PROBLEM: Rewrite everything from the line containing "trace the outline of every instance of the green" down to the end of the records, requests included, and raise every vertex coordinate in the outlines by 73. Leave out all lines before that span.

DATA LINES:
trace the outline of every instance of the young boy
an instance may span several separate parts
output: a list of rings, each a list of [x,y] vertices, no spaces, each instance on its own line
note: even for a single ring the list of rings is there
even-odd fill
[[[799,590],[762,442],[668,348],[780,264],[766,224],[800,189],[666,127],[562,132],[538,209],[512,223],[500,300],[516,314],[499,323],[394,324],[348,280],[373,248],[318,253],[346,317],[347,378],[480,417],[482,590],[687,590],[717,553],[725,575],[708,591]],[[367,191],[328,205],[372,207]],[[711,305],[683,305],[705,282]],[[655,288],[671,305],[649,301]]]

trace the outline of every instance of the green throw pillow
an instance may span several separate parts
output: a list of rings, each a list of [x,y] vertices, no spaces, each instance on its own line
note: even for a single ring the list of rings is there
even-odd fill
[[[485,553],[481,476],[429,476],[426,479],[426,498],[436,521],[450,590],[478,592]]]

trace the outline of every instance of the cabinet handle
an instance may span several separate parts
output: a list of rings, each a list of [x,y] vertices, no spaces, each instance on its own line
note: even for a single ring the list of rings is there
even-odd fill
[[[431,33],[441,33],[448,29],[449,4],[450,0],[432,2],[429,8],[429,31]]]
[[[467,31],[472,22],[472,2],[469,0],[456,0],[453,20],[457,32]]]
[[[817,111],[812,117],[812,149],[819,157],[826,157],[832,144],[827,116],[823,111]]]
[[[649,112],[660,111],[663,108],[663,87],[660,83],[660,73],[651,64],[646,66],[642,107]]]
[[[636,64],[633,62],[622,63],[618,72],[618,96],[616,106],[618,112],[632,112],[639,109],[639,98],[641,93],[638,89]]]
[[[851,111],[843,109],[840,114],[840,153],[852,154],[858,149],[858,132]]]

THE SOLUTION:
trace the outline of every instance of the green throw pillow
an instance may span several separate parts
output: a list of rings, each a list of [x,y] vertices, no spaces, each instance on its own line
note: even for a single ring the list of rings is there
even-odd fill
[[[558,626],[554,549],[502,549],[499,552],[499,571],[509,594],[523,663],[551,665]]]

trace the outline of every instance of the cabinet handle
an instance may span several separate parts
output: a list of rings, each a list of [x,y] vertices, no spaces, each instance on its own line
note: even for a single ring the list of rings is there
even-odd fill
[[[504,106],[514,106],[521,102],[522,77],[523,73],[505,75],[502,81],[502,104]]]
[[[540,104],[545,95],[545,75],[542,73],[529,73],[526,93],[530,105]]]
[[[890,184],[885,190],[885,222],[892,230],[899,230],[905,217],[900,189],[896,184]]]
[[[722,185],[733,184],[736,181],[736,160],[733,156],[733,146],[724,137],[719,139],[715,180]]]
[[[709,137],[706,135],[695,136],[691,145],[691,169],[689,179],[691,185],[705,185],[712,182],[712,171],[714,166],[711,162]]]
[[[924,184],[916,182],[913,187],[913,226],[925,227],[931,222],[931,205]]]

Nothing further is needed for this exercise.